▸ **EXERCISE DETAILS**
Lay out the data below from the line with "(a) Identify the white" up to and including the line with "[57, 73, 78, 113]" as a Markdown table with the columns Number and Text, one row per line. Leave out blank lines.

▸ **EXERCISE INPUTS**

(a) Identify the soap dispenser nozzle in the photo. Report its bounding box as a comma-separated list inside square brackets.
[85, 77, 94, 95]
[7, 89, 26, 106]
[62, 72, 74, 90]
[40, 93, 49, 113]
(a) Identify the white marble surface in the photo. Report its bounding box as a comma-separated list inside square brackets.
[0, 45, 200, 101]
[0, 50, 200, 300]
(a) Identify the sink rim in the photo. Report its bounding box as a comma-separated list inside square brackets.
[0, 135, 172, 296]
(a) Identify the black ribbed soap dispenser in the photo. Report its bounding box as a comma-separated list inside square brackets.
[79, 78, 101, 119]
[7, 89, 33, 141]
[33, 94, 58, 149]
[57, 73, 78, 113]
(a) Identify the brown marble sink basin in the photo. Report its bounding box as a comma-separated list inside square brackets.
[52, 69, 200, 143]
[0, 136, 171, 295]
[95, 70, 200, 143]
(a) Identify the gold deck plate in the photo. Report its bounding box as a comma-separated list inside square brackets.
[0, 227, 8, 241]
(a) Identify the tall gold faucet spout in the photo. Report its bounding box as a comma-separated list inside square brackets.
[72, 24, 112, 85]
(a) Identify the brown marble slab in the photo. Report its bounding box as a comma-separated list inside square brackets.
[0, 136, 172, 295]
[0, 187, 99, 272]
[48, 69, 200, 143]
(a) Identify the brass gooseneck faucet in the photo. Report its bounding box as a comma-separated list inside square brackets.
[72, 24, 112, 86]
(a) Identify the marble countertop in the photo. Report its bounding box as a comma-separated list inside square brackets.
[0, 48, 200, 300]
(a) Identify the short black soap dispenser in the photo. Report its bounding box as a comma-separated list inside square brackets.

▸ **RIGHT ANSWER**
| Number | Text |
|---|---|
| 1 | (a) Identify the white marble surface in the photo. Report its bounding box as a comma-separated list inside square brackets. |
| 2 | [0, 45, 200, 101] |
| 3 | [0, 50, 200, 300] |
| 4 | (a) Identify the sink rim in the photo. Report its bounding box as a comma-separated list inside square brackets. |
| 5 | [0, 135, 172, 296] |
| 6 | (a) Identify the black ribbed soap dispenser in the photo. Report its bounding box as a comma-separated list inside square brackets. |
| 7 | [79, 78, 101, 119] |
| 8 | [7, 89, 33, 141] |
| 9 | [33, 94, 58, 149] |
| 10 | [57, 73, 78, 113] |